Document >>

******************************

Date: 2026-04-04 Status: Design Depends on: OLS regression (design matrix, formula handling), robust SEs (sandwich.ts), FE demeaning (demean.ts — for future FE-GLM upgrade path)
~20% of applied econ papers use logit or probit models, primarily for
propensity scores and binary outcomes. glm() is the fourth
most common estimation function after lm(),
feols(), and ivreg(). Without GLM, Interlyse
silently skips propensity score models that feed into downstream
estimators (IPW, doubly robust DiD).
Unlocks: glm(y ~ x, family=binomial),
glm(y ~ x, family=binomial(link="probit")),
glm(y ~ x, family=poisson), and all standard GLM families.
feglm()/fepois() remain
recognized-with-warning but the type system is ready for FE-GLM.
core/stats/types.ts —
new types// GLM family identifiers (match R naming)
export type GLMFamily = 'gaussian' | 'binomial' | 'poisson' | 'Gamma' | 'inverse.gaussian';
// Link function identifiers
export type GLMLink =
| 'identity' | 'logit' | 'probit' | 'cloglog' | 'cauchit' // binomial links
| 'log' | 'sqrt' // poisson/gamma links
| 'inverse' | '1/mu^2'; // gamma/inv-gaussian links
export interface GLMResult {
type: 'glm';
family: GLMFamily;
link: GLMLink;
coefficients: CoefficientRow[]; // reuses existing type — z-stat in tStatistic field
deviance: number;
nullDeviance: number;
aic: number;
bic: number;
dispersion: number; // 1 for binomial/poisson, estimated for gaussian/Gamma/inv.gaussian
dfResidual: number;
dfNull: number;
residuals: number[]; // deviance residuals
fittedValues: number[]; // on response scale (μ, not η)
converged: boolean;
iterations: number;
vcovType: VcovType;
clusterInfo?: ClusterInfo[]; // future: clustered GLM SEs
fixedEffects?: FEInfo[]; // future: FE-GLM
}Note on CoefficientRow reuse: GLM uses
z-statistics (normal distribution), not t-statistics. The existing
CoefficientRow.tStatistic field stores the z-value. The
field name is inherited — renaming it to statistic would
break all existing consumers. The UI can display “z” vs “t” based on
result type.

******************************

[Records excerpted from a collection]

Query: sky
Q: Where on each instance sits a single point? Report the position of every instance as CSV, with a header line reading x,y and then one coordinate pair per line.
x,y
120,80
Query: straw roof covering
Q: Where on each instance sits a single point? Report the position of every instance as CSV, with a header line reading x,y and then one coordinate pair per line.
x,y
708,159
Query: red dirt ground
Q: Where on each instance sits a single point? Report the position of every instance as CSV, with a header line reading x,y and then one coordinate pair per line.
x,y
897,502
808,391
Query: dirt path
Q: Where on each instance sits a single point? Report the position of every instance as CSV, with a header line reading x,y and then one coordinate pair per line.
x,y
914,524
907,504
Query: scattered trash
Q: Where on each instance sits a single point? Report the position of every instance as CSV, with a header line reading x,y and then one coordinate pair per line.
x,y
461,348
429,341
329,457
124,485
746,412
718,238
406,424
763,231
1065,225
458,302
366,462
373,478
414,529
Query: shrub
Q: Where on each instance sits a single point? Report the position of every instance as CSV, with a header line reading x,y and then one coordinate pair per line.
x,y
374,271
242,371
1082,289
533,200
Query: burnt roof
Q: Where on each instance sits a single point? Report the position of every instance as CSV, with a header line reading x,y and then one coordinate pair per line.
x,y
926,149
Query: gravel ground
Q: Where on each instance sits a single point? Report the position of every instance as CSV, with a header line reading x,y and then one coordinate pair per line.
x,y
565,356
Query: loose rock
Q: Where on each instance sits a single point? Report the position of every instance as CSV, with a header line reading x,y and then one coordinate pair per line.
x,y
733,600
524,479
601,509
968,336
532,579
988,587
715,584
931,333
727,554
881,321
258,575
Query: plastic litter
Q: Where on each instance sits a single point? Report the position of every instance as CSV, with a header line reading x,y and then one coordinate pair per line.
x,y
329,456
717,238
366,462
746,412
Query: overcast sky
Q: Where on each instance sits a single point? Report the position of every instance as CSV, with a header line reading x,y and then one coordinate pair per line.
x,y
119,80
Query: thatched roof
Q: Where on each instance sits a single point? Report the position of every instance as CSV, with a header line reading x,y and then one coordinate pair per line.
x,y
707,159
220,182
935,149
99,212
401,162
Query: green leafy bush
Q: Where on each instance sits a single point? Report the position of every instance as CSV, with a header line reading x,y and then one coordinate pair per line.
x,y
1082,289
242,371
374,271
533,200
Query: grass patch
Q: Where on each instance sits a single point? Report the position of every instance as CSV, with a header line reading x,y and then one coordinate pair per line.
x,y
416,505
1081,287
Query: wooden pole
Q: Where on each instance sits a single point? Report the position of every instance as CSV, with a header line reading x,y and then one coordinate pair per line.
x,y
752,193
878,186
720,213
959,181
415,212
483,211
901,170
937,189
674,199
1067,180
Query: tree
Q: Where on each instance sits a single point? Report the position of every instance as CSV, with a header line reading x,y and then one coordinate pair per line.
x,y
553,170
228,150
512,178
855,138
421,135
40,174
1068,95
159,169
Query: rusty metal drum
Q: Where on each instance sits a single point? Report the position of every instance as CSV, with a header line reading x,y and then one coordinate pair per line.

******************************

What you will do >>
• A. List every GLM family identifier defined in the GLM design note.
• B. Reproduce the passage of the GLM design note verbatim, starting at "Unlocks: glm(y ~" and ending at "ready for FE-GLM.".

Results in order >>
• A.
- gaussian
- binomial
- poisson
- Gamma
- inverse.gaussian

• B.
Unlocks: glm(y ~ x, family=binomial),
glm(y ~ x, family=binomial(link="probit")),
glm(y ~ x, family=poisson), and all standard GLM families.
feglm()/fepois() remain
recognized-with-warning but the type system is ready for FE-GLM.